◆ **Task prompt**
Output every line of the rows below as a numbered list, omitting blank lines and excluding the pictures.

Image annotation data
--------------------

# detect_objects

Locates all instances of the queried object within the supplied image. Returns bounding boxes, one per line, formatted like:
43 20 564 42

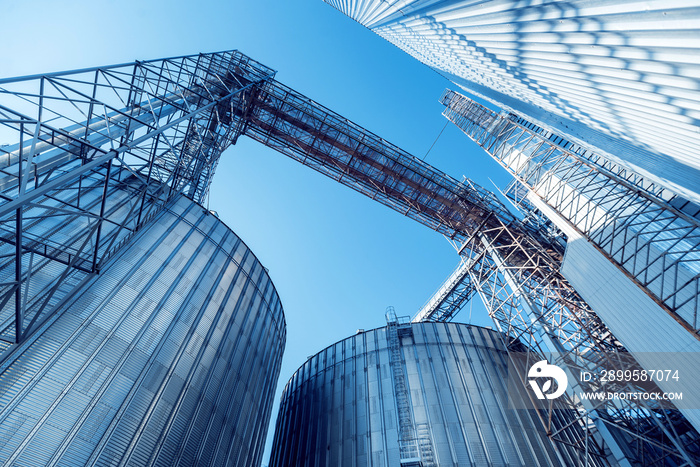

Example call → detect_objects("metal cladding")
270 322 594 467
324 0 700 202
0 196 286 466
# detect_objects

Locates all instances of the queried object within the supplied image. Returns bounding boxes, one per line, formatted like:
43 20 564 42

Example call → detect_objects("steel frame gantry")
0 51 274 348
440 90 700 338
0 51 697 463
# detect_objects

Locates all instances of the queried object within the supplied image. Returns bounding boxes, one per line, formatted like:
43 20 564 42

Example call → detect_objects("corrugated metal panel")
0 198 286 466
325 0 700 201
270 323 575 466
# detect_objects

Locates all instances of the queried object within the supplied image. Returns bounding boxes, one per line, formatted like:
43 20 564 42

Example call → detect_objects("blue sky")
0 0 508 462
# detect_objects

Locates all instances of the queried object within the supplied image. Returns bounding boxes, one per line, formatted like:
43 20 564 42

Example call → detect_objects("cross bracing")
0 51 698 464
441 91 700 335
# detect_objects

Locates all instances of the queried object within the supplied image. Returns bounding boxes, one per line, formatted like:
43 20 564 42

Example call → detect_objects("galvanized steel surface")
325 0 700 202
270 323 585 466
0 197 286 466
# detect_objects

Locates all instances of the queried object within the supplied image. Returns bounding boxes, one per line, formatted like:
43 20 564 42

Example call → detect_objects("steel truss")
441 90 700 337
237 76 698 465
0 51 697 464
0 51 274 346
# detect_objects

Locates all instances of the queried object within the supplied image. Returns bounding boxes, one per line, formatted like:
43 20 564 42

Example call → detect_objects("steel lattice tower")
0 51 698 464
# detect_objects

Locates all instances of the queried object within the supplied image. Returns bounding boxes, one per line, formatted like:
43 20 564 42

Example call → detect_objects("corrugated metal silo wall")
270 323 579 467
0 197 286 466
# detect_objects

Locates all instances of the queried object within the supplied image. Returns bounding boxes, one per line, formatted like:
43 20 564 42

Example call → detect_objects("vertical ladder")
386 306 421 467
416 423 437 467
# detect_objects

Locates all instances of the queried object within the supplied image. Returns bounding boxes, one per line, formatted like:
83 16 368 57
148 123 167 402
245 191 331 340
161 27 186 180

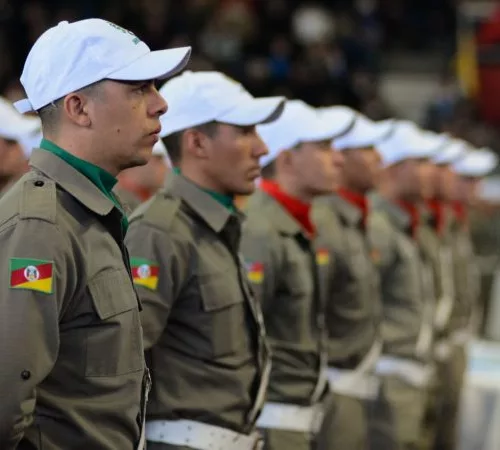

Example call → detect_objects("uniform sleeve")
241 226 282 314
0 219 77 450
125 220 189 350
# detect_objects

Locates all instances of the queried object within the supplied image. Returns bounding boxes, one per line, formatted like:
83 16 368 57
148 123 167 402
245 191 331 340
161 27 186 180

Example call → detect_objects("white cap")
478 176 500 203
160 71 285 137
0 97 41 141
432 137 469 165
257 100 344 166
318 106 358 140
453 148 498 178
15 19 191 113
377 121 442 167
333 113 394 150
19 130 43 159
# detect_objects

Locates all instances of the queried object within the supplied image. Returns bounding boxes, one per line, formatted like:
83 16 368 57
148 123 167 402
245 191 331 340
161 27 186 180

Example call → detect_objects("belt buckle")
253 435 264 450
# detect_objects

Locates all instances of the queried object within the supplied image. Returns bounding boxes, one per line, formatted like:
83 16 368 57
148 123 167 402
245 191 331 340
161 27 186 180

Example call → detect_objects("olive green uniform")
126 171 269 449
314 195 393 450
0 180 17 198
0 150 147 450
435 212 481 450
369 195 433 448
242 191 329 450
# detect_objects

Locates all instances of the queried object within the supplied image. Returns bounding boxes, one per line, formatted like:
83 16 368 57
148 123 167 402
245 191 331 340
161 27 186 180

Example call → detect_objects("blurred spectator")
0 0 458 118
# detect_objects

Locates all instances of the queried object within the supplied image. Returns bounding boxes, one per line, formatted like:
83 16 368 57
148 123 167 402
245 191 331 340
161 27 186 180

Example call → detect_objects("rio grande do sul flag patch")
9 258 54 294
130 258 159 291
316 248 330 266
248 262 264 284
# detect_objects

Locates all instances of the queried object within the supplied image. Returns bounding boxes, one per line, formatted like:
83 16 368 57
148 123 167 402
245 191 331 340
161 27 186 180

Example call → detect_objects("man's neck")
0 177 12 192
44 134 121 177
274 177 313 203
118 177 153 201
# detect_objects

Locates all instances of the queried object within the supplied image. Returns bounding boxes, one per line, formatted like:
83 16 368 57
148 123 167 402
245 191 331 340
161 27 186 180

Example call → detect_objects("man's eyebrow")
110 80 154 86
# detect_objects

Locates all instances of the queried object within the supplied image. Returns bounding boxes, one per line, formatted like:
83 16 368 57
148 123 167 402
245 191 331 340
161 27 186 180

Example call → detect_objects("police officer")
434 148 497 450
114 140 170 212
419 137 467 448
313 110 392 450
0 97 40 198
127 72 284 450
369 122 442 449
242 100 345 450
0 19 190 450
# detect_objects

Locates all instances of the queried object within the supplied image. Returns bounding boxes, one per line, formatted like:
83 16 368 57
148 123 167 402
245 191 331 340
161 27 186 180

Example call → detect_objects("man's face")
455 177 481 206
342 147 381 193
119 155 169 193
418 159 437 200
291 140 344 197
438 166 459 202
88 80 167 170
205 123 267 195
392 159 428 202
0 138 28 180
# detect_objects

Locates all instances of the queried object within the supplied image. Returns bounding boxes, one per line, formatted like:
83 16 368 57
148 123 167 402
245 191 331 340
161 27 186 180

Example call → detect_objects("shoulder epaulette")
19 174 57 223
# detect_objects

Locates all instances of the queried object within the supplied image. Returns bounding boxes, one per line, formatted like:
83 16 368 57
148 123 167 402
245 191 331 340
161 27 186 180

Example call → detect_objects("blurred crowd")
0 0 455 119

--------------------

◆ **Completed task**
1. # detect_objects
2. Locates all instances of the queried object within the supplied image. Returns bounding boxes, one per line, formatted like:
3. 43 20 564 42
4. Example call → detect_objects("metal cladding")
5. 270 322 594 467
6. 324 0 700 202
7. 0 196 286 466
8. # detect_objects
9. Locates all instances of the queried object within the supplied image. Returns bounding boxes, one per line, formatted like:
10. 43 20 564 42
11. Example call → detect_objects("steel frame gantry")
12. 0 51 274 348
13. 440 90 700 338
14. 0 51 697 463
15. # detect_objects
16. Locates all instances of the queried object within the supplied image. Returns bounding boxes, one per line, formatted like:
17. 43 20 564 42
18. Example call → detect_objects("corrugated metal panel")
19. 0 198 286 466
20. 325 0 700 201
21. 270 323 575 466
22. # detect_objects
23. Locates all instances of the queried object within the supplied image. Returns bounding boxes, one per line, formatted like:
24. 43 20 564 42
25. Example call → detect_objects("blue sky")
26. 0 0 508 462
27. # detect_objects
28. Locates all instances of the queried object within the supplied image. Returns bounding boxes, one per line, formatted like:
29. 43 20 564 42
30. Example call → detect_objects("cross bracing")
31. 0 51 698 464
32. 441 91 700 335
33. # detect_objects
34. Locates all instances of the queried object within the supplied image. Returns bounding boxes, one per line, formatted like:
35. 43 20 564 42
36. Example call → detect_objects("galvanized steel surface")
37. 325 0 700 202
38. 270 323 585 466
39. 0 197 286 466
40. # detect_objects
41. Locates all instances of the queried object within the supplied image. Returns bounding boxes, one per line, formatted like:
42. 43 20 564 42
43. Example call → detect_objects("steel truss")
44. 441 90 700 337
45. 237 76 698 465
46. 0 51 697 464
47. 0 51 274 346
48. # detect_objects
49. Locates all instances of the queried object within the supplied image. Returns bounding boxes, one per line, formatted like:
50. 43 20 564 42
51. Example call → detect_objects("steel lattice tower")
52. 0 51 698 464
53. # detect_objects
54. Locates all instances of the queried object within the supplied image. Returns bounding boxes, one per line, formatted like:
55. 43 20 564 42
56. Example call → detect_objects("corrugated metal silo wall")
57. 270 323 579 467
58. 0 197 286 466
59. # detect_objects
60. Locates all instances of the queried object within the supplied image. Returns bounding boxes, one per line, formatted like:
61. 43 20 564 42
62. Example call → detect_objects("vertical ladder")
63. 386 306 421 467
64. 416 423 437 467
65. # detect_objects
66. Locates all instances of the queried object within the supplied image. Returns bounding boxes, one per line, formatted like:
67. 83 16 368 57
68. 148 123 167 402
69. 245 191 331 340
70. 161 27 186 180
71. Example call → detect_objects("uniform sleeve")
72. 241 226 282 314
73. 0 219 77 450
74. 125 220 189 350
75. # detect_objects
76. Locates all instances of the queried object within the supplied image. Returns bounding boxes, one per line, formatted like:
77. 83 16 368 57
78. 148 123 167 402
79. 245 191 331 340
80. 161 27 186 180
81. Example call → detect_objects("white cap")
82. 478 176 500 203
83. 160 71 285 137
84. 0 97 41 141
85. 432 137 469 165
86. 257 100 344 166
87. 318 106 358 140
88. 453 148 498 178
89. 15 19 191 113
90. 377 121 442 167
91. 333 113 394 150
92. 19 130 43 159
93. # detect_objects
94. Locates all instances of the queried object within the supplied image. Returns bounding boxes, one per line, formatted like:
95. 83 16 368 57
96. 148 123 167 402
97. 245 191 331 340
98. 161 27 186 180
99. Example call → detect_objects("belt buckle")
100. 253 435 264 450
101. # detect_objects
102. Locates all instances of the queried object within the supplied image. Returns bounding boxes, one per line, formatted like:
103. 83 16 368 57
104. 148 123 167 402
105. 245 191 331 340
106. 161 27 186 180
107. Example call → detect_objects("olive green uniform")
108. 126 171 269 449
109. 314 195 393 450
110. 0 180 17 198
111. 0 150 147 450
112. 435 212 481 450
113. 369 195 433 448
114. 242 191 329 450
115. # detect_objects
116. Locates all instances of the queried object within the supplied image. Returns bounding boxes, one per line, formatted like:
117. 83 16 368 57
118. 148 123 167 402
119. 245 191 331 340
120. 161 27 186 180
121. Example call → detect_objects("blurred spectator")
122. 0 0 458 118
123. # detect_objects
124. Locates all instances of the queried object within the supplied image. Returns bounding boxes, one per line, formatted like:
125. 83 16 368 57
126. 148 123 167 402
127. 245 191 331 340
128. 161 27 186 180
129. Example call → detect_objects("rio grande do sul flag patch")
130. 9 258 54 294
131. 130 258 159 291
132. 316 248 330 266
133. 248 262 264 284
134. # detect_objects
135. Locates all instances of the queried object within the supplied image. Returns bounding boxes, one per line, formatted like:
136. 83 16 368 57
137. 148 123 167 402
138. 245 191 331 340
139. 161 27 186 180
140. Example call → detect_objects("man's neck")
141. 0 177 12 192
142. 44 134 121 177
143. 274 177 313 203
144. 118 177 153 201
145. # detect_objects
146. Locates all instances of the queried object within the supplied image. Returns bounding boxes, one per line, formatted like:
147. 83 16 368 57
148. 148 123 167 402
149. 245 191 331 340
150. 161 27 186 180
151. Example call → detect_objects("man's eyebrow")
152. 110 80 154 86
153. # detect_objects
154. Locates all instances of the queried object within the supplied image. Returns bounding boxes, one per line, formatted like:
155. 83 16 368 57
156. 148 123 167 402
157. 245 191 331 340
158. 161 27 186 180
159. Example call → detect_objects("police officer")
160. 434 148 497 450
161. 114 140 170 212
162. 419 137 467 448
163. 313 110 392 450
164. 0 97 40 198
165. 127 72 284 450
166. 369 122 442 449
167. 242 100 345 450
168. 0 19 190 450
169. # detect_objects
170. Locates all instances of the queried object within the supplied image. Returns bounding boxes, one per line, formatted like:
171. 83 16 368 57
172. 148 123 167 402
173. 245 191 331 340
174. 161 27 186 180
175. Example call → detect_objects("man's face")
176. 455 177 481 206
177. 342 147 381 193
178. 119 155 169 193
179. 418 159 437 200
180. 291 140 344 197
181. 438 166 459 202
182. 88 80 167 170
183. 205 123 267 195
184. 392 159 428 202
185. 0 138 28 180
186. # detect_objects
187. Locates all instances of the queried object within the supplied image. Returns bounding boxes, one per line, formatted like:
188. 83 16 368 57
189. 148 123 167 402
190. 245 191 331 340
191. 161 27 186 180
192. Example call → detect_objects("shoulder epaulette")
193. 19 174 57 223
194. # detect_objects
195. Locates all instances of the queried object within the supplied image. Returns bounding boxes, one per line, formatted like:
196. 83 16 368 57
197. 148 123 167 402
198. 245 191 331 340
199. 161 27 186 180
200. Example call → detect_objects("blurred crowd")
201. 0 0 455 119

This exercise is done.